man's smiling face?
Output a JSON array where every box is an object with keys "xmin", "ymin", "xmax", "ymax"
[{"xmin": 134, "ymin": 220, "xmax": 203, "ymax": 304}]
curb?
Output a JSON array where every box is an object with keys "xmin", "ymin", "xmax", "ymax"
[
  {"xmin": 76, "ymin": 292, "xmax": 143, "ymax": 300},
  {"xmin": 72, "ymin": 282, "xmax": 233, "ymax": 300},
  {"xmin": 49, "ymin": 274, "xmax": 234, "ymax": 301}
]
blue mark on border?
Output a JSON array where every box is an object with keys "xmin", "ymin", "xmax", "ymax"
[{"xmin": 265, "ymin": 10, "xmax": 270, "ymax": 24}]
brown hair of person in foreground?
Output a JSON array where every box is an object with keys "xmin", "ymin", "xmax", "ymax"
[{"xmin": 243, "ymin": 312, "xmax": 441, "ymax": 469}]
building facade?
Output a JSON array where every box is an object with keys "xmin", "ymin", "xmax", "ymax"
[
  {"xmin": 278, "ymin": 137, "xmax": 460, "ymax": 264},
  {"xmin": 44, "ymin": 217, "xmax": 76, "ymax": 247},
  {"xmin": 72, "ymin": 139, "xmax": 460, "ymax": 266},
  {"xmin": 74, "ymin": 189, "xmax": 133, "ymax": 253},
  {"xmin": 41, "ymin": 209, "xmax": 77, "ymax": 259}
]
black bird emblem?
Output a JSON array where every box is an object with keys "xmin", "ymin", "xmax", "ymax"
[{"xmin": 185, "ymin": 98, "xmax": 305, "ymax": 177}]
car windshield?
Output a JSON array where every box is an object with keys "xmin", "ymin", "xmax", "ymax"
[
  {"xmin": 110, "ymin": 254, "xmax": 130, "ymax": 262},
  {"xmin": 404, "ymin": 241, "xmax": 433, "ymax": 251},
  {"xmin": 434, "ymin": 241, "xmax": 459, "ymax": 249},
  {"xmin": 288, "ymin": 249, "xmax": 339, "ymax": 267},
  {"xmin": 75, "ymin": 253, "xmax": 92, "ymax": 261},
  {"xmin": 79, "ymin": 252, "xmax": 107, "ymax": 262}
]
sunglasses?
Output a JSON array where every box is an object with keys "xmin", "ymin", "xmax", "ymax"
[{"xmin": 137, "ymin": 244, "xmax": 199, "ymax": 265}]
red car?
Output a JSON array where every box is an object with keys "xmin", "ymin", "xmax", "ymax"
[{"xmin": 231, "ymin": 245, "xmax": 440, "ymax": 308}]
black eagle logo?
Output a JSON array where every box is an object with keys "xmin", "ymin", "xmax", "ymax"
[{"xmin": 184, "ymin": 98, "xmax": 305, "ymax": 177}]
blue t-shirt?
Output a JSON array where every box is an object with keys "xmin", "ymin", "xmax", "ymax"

▬▬▬

### Work order
Write out each line exactly, beginning at the one with "sunglasses?" and ending at the final line of the records above, with nothing added.

### Answer for this exercise
sunglasses?
Output a JSON array where every box is an object with keys "xmin", "ymin", "xmax", "ymax"
[{"xmin": 137, "ymin": 244, "xmax": 199, "ymax": 265}]
red car?
Output a JSON array where every box is an object with keys "xmin", "ymin", "xmax", "ymax"
[{"xmin": 231, "ymin": 245, "xmax": 440, "ymax": 308}]
black eagle logo?
Output a JSON array where every box is an object with keys "xmin", "ymin", "xmax", "ymax"
[{"xmin": 184, "ymin": 98, "xmax": 305, "ymax": 177}]
blue t-shirt?
Output a JSON array where every box is an object with keys "xmin", "ymin", "xmax", "ymax"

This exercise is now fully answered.